[Opening Page text section]
Aldergrove is not a destination reached by mistake. It sits right on the the lower right corner of the Greater Vancouver Translink transit map, as if ready to fall off the edge into oblivion. It takes will and determination to go there. And sure enough, once you make it there, you wonder why on Earth you came.

There isn’t much in Aldergrove. Fields surround the town and large pick-up trucks remind visitors of a borderline redneck culture. But Aldergrove has a hidden asset, an anchor that keeps it securely fastened to the map and somehow linked to the metropolitan web of tourist attractions. It’s the Greater Vancouver Zoo.

It took me nearly two hours on the SkyTrain (to the end of the line, King George) and bus number 502 (down the Fraser Highway) to get to within 45 minutes walking distance of the zoo. Nobody seemed to notice my raised thumb, so I walked.

Then I spent over two hours walking around the vast GVZ compound. No small cages there, most dens were quite large and the bears even lived with wolves in a vast wilderness enclosure area visited only by bus. Animals seemed happier than expected and in pretty good shape.

I even got a few treats: the first was a pack of four wolves attacking a black bear in the wilderness area (granted, the four of them weren’t enough to harm him so they were merely messing with each other, but still quite impressive.)
[Closing Page text section]
[Opening Data supplied section]
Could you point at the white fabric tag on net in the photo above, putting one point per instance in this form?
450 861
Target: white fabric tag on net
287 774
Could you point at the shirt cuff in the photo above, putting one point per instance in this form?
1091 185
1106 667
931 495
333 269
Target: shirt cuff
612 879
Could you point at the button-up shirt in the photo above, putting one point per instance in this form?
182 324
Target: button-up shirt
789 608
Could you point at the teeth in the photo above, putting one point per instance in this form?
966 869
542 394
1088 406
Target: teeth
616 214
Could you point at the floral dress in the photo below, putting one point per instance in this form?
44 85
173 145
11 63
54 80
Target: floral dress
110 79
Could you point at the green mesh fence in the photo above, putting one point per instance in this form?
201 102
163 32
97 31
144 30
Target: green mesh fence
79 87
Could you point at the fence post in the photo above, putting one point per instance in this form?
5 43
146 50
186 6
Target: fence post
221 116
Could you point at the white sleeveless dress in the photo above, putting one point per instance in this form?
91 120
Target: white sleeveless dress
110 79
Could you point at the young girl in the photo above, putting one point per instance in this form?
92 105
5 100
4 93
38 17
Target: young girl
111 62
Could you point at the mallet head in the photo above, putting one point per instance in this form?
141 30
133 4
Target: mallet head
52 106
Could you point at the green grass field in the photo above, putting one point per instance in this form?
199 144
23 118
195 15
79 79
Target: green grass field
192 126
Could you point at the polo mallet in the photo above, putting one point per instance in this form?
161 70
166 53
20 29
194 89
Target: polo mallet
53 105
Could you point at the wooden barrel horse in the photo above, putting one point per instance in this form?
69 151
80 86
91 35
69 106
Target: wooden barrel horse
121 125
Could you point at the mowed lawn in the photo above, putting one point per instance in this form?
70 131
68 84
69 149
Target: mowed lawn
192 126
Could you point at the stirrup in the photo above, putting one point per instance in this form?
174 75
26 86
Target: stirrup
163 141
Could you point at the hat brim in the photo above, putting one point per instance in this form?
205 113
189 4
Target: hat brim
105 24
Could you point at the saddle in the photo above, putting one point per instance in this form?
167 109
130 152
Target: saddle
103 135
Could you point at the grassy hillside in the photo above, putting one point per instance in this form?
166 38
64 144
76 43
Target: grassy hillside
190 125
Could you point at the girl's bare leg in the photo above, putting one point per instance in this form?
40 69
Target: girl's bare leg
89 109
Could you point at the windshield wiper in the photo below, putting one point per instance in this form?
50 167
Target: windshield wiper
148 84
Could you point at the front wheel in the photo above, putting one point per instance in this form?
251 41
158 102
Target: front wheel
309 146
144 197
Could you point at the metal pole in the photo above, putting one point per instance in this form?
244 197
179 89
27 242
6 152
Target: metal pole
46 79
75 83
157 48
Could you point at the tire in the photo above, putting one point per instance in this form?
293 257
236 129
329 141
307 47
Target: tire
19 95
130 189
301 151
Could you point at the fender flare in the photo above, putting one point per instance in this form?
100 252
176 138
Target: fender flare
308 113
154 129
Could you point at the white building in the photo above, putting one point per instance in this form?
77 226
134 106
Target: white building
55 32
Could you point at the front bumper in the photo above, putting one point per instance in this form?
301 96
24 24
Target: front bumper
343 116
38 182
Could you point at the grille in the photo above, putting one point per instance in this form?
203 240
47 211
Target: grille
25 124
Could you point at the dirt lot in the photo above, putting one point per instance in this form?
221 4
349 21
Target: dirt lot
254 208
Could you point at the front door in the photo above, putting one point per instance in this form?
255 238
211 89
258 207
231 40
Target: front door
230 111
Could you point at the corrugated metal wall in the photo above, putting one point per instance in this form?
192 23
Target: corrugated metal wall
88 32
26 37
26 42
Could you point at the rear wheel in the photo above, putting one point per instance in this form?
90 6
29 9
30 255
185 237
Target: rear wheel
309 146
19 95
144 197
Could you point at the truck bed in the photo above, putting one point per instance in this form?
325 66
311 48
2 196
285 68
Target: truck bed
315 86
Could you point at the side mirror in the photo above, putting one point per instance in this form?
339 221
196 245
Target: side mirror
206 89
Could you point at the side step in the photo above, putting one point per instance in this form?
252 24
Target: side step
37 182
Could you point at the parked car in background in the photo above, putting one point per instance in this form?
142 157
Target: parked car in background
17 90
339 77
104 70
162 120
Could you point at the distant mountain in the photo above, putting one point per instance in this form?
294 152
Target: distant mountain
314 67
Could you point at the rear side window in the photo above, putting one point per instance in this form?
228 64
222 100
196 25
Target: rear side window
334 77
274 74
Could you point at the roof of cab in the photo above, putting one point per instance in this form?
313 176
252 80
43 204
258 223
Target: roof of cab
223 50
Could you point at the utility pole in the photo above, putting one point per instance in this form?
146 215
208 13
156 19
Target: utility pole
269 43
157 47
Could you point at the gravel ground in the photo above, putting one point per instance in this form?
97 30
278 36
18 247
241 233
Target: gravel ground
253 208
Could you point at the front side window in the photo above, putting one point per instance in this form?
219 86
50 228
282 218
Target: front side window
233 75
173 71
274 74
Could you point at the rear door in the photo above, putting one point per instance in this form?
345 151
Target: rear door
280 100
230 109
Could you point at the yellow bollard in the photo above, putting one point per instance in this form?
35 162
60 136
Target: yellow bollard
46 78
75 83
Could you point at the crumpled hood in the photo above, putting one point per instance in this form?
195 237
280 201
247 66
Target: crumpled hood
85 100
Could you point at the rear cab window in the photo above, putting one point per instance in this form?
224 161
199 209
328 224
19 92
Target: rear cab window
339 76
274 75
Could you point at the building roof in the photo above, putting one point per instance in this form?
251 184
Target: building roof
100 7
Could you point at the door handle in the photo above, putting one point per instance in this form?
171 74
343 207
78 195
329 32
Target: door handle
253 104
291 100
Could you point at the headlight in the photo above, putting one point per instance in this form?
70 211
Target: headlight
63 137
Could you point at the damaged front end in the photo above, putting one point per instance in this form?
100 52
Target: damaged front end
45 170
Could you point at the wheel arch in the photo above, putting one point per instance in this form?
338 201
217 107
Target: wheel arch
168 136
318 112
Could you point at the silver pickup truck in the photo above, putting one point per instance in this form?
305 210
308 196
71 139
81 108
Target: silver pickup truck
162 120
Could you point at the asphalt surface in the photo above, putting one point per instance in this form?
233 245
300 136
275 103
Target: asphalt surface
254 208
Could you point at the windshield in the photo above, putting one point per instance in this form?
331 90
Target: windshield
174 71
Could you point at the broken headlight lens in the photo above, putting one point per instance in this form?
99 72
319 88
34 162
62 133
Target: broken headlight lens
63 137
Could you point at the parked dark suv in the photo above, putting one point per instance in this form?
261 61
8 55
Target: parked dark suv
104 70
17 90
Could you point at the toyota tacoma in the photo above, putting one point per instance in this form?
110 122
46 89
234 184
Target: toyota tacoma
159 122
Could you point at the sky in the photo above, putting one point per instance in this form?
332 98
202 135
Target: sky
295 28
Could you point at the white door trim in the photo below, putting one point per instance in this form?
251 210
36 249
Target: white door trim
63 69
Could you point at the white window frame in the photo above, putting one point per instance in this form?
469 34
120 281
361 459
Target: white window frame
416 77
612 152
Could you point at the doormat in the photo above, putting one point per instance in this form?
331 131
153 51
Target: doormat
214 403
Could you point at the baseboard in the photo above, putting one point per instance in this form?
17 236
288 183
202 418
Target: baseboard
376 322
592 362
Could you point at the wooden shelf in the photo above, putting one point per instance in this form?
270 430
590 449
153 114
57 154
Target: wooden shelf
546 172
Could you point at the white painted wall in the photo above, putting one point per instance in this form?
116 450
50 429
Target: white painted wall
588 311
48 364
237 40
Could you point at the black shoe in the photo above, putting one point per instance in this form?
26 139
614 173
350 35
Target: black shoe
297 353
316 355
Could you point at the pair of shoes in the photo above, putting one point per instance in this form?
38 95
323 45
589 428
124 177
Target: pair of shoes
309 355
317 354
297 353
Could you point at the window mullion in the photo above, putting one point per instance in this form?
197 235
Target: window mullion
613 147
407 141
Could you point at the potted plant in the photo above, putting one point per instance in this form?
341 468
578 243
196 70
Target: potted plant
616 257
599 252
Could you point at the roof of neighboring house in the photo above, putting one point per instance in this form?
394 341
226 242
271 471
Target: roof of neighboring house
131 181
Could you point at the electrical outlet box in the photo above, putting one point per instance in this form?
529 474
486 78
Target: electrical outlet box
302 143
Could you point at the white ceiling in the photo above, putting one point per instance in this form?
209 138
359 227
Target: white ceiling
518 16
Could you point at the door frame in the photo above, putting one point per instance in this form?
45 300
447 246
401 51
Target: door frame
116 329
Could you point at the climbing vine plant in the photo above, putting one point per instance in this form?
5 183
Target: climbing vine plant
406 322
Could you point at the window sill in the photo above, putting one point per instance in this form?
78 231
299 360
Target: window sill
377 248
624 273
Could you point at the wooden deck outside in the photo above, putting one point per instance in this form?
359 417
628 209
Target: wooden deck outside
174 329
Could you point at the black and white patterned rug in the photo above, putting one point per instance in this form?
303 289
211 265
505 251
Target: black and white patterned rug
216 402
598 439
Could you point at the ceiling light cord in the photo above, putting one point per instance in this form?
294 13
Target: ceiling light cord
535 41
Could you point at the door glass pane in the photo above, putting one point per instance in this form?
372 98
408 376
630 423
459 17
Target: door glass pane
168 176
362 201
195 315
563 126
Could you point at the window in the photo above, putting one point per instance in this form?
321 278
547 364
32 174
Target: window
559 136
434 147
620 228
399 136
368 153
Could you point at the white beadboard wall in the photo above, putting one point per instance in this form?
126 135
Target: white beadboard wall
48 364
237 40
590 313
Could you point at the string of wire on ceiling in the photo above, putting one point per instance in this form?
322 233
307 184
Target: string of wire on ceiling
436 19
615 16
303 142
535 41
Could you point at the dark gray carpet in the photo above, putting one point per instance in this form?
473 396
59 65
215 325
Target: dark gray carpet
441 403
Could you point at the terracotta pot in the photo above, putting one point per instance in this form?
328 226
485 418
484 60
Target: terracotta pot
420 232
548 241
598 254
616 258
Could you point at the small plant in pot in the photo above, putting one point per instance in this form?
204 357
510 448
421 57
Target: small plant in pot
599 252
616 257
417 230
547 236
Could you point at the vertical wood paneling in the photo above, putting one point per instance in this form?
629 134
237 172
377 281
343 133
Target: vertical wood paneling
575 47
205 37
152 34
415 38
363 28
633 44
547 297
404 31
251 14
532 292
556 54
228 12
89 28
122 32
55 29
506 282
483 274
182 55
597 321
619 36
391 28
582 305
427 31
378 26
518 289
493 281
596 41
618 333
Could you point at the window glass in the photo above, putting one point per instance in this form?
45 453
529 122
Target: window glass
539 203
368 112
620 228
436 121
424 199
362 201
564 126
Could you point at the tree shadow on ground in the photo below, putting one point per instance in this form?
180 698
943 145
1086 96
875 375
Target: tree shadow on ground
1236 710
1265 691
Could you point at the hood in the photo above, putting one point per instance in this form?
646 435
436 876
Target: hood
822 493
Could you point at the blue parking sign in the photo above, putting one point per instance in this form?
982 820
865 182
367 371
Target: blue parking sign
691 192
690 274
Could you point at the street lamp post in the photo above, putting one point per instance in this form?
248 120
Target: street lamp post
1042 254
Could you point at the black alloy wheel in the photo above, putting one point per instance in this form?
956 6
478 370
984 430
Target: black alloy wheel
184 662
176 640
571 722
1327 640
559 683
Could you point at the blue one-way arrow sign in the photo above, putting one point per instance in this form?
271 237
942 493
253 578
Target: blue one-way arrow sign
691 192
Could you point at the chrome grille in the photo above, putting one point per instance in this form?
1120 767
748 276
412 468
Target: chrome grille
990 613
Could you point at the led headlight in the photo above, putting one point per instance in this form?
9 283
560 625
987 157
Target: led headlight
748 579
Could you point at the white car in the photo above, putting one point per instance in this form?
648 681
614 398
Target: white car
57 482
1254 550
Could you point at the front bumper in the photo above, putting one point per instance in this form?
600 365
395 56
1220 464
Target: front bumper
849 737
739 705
[Closing Data supplied section]
Set of tasks
1. From the account of the trip to Aldergrove, list every named place and road.
2. Answer these questions from the account of the trip to Aldergrove, one answer per line.
(a) What bus number did the writer take?
(b) How long did the writer spend walking around the zoo compound?
(c) How many wolves were attacking the black bear?
3. Continue the account of the trip to Aldergrove and its zoo from the point where it stops.

Your responses
1.
Aldergrove
Greater Vancouver
King George
Fraser Highway
Greater Vancouver Zoo

2.
(a) 502
(b) Over two hours
(c) Four

3.
Later on, as the sun descended slowly towards the horizon, I suddenly heard a long-forgotten noise. It took me a few seconds to realize that the wolves were actually howling! I hadn’t heard that since spending nights in the Laurentian Mountains, over twenty years ago. Chills ran down my spine. Not from my own fear but rather from an ancestral one, a deeply buried legacy of old times when survival was man’s main goal and howling wolves meant danger and terror.

And then there were the giraffes eating peacefully from children’s hands, the black panther which tried to spray me for standing too close to his territory, the five week old cute little bisons, the comical zebras and… Hmm, that reminds me of the story of a hippo. "You see, he always wanted to be a zebra…" Well I can’t do the French accent in writing so there’s no point. (I’m referring here to Hank Azaria’s hilarious interpretation of Claude, the French nudist dive instructor of St. Marteens in the otherwise boring movie Along Came Polly.)

On the way back, some dude was kind enough to pick me up and turned my 45 min. walk into a 5 min. drive. ¡Olé!

40 Tourism Challenge stamps and counting!